Personal information
- Full name: Víctor Muñoz Villanueva
- Date of birth: 13 July 2003 (age 23)
- Place of birth: Barcelona, Spain
- Height: 1.73 m (5 ft 8 in)
- Positions: Left winger; forward;

Team information
- Current team: Liverpool
- Number: 23

Youth career
- 2012–2014: Sant Gabriel
- 2014–2017: Barcelona
- 2017–2021: Damm
- 2021–2022: Real Madrid

Senior career*
- Years: Team / Apps / (Gls)
- 2022–2023: RSC Internacional / 27 / (10)
- 2023–2025: Real Madrid B / 63 / (13)
- 2024–2025: Real Madrid / 2 / (0)
- 2025–2026: Osasuna / 34 / (6)
- 2026–: Liverpool / 5 / (1)

International career^{‡}
- 2026–: Spain / 2 / (1)

Medal record
Men's football
Representing Spain
FIFA World Cup
| Winner | 2026 Canada–Mexico–US |  |

= Víctor Muñoz (footballer, born 2003) =

Spanish footballer (born 2003)

Víctor Muñoz Villanueva (/es/; born 13 July 2003) is a Spanish professional footballer who plays as a left winger or forward for club Liverpool and the Spain national team.

== Club career ==
=== Early career ===
Born in Barcelona, Catalonia, Muñoz joined Barcelona's La Masia at the age of eleven, after beginning at Sant Gabriel. In 2017, at the age of fourteen, he left the club and joined the youth academy of Damm.

=== Real Madrid ===
In June 2021, Muñoz joined the youth team of Real Madrid, where he played in the UEFA Youth League. After making his senior debut with farm team RSC Internacional in 2022, he was promoted to the club's reserve team in Primera Federación in the following year.

_Material provided:_
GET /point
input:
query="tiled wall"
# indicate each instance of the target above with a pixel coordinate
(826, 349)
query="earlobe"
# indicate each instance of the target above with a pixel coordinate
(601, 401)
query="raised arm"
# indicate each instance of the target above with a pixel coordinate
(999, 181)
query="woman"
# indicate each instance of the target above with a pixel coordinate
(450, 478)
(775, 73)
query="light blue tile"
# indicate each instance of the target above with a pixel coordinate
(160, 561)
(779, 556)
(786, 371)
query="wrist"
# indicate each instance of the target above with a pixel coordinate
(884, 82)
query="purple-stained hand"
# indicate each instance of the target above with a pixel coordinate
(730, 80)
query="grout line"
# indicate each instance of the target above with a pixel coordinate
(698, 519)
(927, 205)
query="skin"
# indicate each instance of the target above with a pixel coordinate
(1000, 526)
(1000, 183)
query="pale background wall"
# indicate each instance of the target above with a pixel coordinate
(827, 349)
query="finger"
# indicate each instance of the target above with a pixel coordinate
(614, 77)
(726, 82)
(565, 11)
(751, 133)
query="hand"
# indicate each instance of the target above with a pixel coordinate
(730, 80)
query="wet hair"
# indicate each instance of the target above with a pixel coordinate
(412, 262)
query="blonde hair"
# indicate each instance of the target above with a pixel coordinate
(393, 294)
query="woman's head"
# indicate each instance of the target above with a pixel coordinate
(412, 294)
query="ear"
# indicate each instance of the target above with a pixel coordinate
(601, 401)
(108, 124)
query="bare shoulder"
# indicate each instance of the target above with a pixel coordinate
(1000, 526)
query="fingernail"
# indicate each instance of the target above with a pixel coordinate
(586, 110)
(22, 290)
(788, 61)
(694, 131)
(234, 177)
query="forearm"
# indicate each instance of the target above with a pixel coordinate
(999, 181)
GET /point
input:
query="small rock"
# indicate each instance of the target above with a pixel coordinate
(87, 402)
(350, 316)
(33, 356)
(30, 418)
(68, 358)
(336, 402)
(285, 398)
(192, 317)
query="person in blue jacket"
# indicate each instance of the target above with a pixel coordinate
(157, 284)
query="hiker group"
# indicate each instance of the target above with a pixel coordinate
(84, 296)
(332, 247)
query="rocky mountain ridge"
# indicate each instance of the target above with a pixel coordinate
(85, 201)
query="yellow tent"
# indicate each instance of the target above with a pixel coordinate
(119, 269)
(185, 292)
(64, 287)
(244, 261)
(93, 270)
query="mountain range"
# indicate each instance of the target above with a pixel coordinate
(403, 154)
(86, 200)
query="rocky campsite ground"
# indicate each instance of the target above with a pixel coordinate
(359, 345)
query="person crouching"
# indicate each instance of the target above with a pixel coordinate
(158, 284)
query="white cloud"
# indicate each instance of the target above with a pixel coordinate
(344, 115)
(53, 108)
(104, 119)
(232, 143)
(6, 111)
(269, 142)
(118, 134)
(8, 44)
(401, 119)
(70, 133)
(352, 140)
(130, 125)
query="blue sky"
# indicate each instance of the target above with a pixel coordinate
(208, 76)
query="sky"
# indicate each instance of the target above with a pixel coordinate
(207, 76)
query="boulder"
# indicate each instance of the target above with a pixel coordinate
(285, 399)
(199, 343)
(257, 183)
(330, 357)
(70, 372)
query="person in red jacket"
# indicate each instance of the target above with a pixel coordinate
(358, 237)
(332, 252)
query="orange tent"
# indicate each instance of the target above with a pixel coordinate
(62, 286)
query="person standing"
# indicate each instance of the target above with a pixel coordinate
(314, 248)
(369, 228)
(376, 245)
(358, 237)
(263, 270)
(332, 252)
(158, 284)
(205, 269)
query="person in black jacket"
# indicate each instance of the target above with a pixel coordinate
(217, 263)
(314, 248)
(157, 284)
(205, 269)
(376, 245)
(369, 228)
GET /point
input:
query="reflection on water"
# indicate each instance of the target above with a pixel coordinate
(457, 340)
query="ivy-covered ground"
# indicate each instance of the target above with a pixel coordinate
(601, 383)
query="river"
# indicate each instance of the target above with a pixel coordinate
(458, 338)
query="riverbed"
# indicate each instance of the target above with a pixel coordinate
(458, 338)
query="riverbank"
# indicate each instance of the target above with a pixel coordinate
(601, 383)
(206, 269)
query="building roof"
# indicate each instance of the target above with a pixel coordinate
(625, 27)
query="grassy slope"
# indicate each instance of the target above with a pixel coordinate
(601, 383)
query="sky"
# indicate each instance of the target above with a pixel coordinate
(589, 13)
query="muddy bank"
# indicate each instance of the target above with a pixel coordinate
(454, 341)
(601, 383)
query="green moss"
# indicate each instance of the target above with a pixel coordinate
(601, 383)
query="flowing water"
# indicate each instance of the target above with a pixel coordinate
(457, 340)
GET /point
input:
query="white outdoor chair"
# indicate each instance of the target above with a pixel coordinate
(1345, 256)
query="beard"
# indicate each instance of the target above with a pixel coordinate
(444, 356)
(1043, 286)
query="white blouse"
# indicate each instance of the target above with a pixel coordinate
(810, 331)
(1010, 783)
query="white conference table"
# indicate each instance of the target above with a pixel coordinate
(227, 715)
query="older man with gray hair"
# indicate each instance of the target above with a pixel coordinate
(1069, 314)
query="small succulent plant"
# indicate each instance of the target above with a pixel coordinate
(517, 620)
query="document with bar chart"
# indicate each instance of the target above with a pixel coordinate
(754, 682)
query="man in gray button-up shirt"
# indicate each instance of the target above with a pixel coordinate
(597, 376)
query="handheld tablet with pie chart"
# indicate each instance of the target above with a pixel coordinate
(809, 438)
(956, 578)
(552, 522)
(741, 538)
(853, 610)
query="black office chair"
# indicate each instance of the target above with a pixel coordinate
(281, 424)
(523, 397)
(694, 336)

_What you will do:_
[A] Update the footballer profile from "Youth career" up to and including "Liverpool / 5 / (1)", changing "Osasuna" to "CA Osasuna".
[B] Answer these questions from the footballer profile:
(i) Which youth academy did Muñoz join in 2017?
(ii) What number does he wear for his current team?
(iii) In which division did the reserve team play when he was promoted to it?
The listing comes from a separate source.

_The replies:_
[A]
Youth career
- 2012–2014: Sant Gabriel
- 2014–2017: Barcelona
- 2017–2021: Damm
- 2021–2022: Real Madrid

Senior career*
- Years: Team / Apps / (Gls)
- 2022–2023: RSC Internacional / 27 / (10)
- 2023–2025: Real Madrid B / 63 / (13)
- 2024–2025: Real Madrid / 2 / (0)
- 2025–2026: CA Osasuna / 34 / (6)
- 2026–: Liverpool / 5 / (1)

[B]
(i) Damm
(ii) 23
(iii) Primera Federación